*DESCRIPTION OF THE TASK*: Return all the lines below, exactly as they read.

══ DATA SECTION

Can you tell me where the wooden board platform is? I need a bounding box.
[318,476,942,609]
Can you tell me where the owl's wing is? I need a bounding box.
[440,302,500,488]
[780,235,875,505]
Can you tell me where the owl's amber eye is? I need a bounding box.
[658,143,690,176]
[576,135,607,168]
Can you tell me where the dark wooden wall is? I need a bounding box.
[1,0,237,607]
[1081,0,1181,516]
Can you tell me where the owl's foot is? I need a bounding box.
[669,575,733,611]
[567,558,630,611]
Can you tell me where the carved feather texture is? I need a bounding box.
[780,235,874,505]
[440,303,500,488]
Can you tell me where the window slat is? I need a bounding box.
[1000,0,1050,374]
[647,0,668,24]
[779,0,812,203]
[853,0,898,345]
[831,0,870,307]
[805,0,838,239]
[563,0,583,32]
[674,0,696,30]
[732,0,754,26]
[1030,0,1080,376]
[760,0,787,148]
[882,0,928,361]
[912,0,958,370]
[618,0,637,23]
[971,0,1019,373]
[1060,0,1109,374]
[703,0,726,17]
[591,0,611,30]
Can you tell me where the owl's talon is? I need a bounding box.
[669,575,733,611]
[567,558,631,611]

════

*FINISHED EXERCISE*:
Can you tell me where the wooden board platform is? I need a bounding box.
[318,476,942,609]
Can you tell me where the owl's wing is? I need a bounding box.
[440,302,500,488]
[780,235,875,505]
Can you tell me where the owl's amber eye is? I need a bounding box.
[658,143,690,176]
[576,135,607,168]
Can you tell me where the dark wooden wall is? I need a bounding box.
[1,0,237,607]
[1081,0,1181,516]
Can you tell me where the owl's foot is? I need a bounding box.
[669,575,733,611]
[567,558,630,611]
Can you tell me where the carved feather texture is? I need a bounding box.
[780,235,874,505]
[440,303,500,488]
Can you tell me where the window slat is? I need a bounding box.
[1000,0,1050,374]
[647,0,668,24]
[779,0,812,203]
[853,0,898,345]
[831,0,870,307]
[805,0,838,239]
[563,0,583,32]
[674,0,696,30]
[732,0,754,26]
[1030,0,1080,376]
[760,0,787,148]
[882,0,928,361]
[912,0,958,370]
[618,0,637,23]
[971,0,1019,373]
[1060,0,1109,374]
[703,0,726,17]
[591,0,611,30]
Can you tell me where the owl's talon is? I need a bounding box.
[669,575,733,611]
[567,558,631,611]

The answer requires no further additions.